*** Record extracts Section Begins ***

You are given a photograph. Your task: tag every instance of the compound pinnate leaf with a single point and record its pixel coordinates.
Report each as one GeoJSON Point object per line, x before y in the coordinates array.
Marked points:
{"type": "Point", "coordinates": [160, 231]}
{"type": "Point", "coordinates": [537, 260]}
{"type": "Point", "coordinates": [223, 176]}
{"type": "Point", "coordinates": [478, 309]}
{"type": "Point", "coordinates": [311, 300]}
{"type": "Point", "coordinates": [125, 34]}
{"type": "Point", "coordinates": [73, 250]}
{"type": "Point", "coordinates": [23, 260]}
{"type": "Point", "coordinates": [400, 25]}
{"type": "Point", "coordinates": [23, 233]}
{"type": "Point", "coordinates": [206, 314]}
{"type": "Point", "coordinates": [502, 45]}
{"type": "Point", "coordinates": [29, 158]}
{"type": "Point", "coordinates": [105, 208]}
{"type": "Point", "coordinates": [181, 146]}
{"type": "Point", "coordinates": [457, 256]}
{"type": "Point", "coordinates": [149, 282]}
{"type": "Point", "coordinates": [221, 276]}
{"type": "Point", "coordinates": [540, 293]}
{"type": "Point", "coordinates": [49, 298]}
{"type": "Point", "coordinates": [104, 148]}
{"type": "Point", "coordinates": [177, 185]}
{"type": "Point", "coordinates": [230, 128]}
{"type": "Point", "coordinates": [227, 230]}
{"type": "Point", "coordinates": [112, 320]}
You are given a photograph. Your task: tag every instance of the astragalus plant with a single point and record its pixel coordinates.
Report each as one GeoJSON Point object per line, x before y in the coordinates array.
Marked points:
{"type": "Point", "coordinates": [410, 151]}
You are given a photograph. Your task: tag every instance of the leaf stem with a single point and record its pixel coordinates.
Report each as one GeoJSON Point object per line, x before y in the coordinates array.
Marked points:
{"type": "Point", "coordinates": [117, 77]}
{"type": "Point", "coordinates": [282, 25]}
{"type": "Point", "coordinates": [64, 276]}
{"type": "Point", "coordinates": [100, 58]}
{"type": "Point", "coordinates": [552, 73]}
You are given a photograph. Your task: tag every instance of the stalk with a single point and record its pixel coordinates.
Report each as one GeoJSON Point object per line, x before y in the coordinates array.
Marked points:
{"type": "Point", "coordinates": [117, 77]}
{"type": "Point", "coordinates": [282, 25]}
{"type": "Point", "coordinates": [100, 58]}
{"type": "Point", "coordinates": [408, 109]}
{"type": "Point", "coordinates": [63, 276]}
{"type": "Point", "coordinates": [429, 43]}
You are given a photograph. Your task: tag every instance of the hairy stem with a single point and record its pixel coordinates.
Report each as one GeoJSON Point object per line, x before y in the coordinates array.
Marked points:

*** Record extracts Section Ends ***

### Exercise goal
In your answer, repeat each of the records exactly.

### Solution to this problem
You are given a photograph. Your task: tag every instance of the compound pinnate leaf with a single point and record its pixel coordinates.
Report each as one GeoJSON Point object per line, x before y in the coordinates array.
Marked points:
{"type": "Point", "coordinates": [160, 231]}
{"type": "Point", "coordinates": [537, 260]}
{"type": "Point", "coordinates": [223, 176]}
{"type": "Point", "coordinates": [478, 309]}
{"type": "Point", "coordinates": [311, 300]}
{"type": "Point", "coordinates": [125, 34]}
{"type": "Point", "coordinates": [73, 250]}
{"type": "Point", "coordinates": [23, 260]}
{"type": "Point", "coordinates": [400, 25]}
{"type": "Point", "coordinates": [23, 233]}
{"type": "Point", "coordinates": [206, 314]}
{"type": "Point", "coordinates": [502, 45]}
{"type": "Point", "coordinates": [29, 158]}
{"type": "Point", "coordinates": [105, 208]}
{"type": "Point", "coordinates": [181, 146]}
{"type": "Point", "coordinates": [457, 256]}
{"type": "Point", "coordinates": [149, 282]}
{"type": "Point", "coordinates": [221, 276]}
{"type": "Point", "coordinates": [540, 293]}
{"type": "Point", "coordinates": [49, 298]}
{"type": "Point", "coordinates": [104, 148]}
{"type": "Point", "coordinates": [177, 185]}
{"type": "Point", "coordinates": [230, 128]}
{"type": "Point", "coordinates": [227, 230]}
{"type": "Point", "coordinates": [112, 320]}
You are given a photograph. Your task: tag every instance of the astragalus plant with a single point and record its pixel coordinates.
Report each as one GeoJSON Point object per line, x before y in the coordinates array.
Marked points:
{"type": "Point", "coordinates": [410, 151]}
You are given a photograph. Your task: tag every instance of the leaf stem with a single point and record its pixel coordinates.
Report each as one GeoJSON Point object per line, x before y in the coordinates array.
Marked points:
{"type": "Point", "coordinates": [117, 77]}
{"type": "Point", "coordinates": [282, 25]}
{"type": "Point", "coordinates": [64, 276]}
{"type": "Point", "coordinates": [100, 58]}
{"type": "Point", "coordinates": [552, 73]}
You are given a photograph. Your task: tag every instance of the stalk with a single point and record its pixel coordinates.
Report each as one GeoJSON Point object per line, x before y in the coordinates array.
Marked points:
{"type": "Point", "coordinates": [117, 77]}
{"type": "Point", "coordinates": [282, 25]}
{"type": "Point", "coordinates": [100, 58]}
{"type": "Point", "coordinates": [408, 109]}
{"type": "Point", "coordinates": [63, 276]}
{"type": "Point", "coordinates": [429, 43]}
You are given a photograph. Your task: tag every instance of the hairy stem with a single point and record its pixel coordinates.
Report each as one GeoJSON Point object per line, x before y in the coordinates array.
Marked points:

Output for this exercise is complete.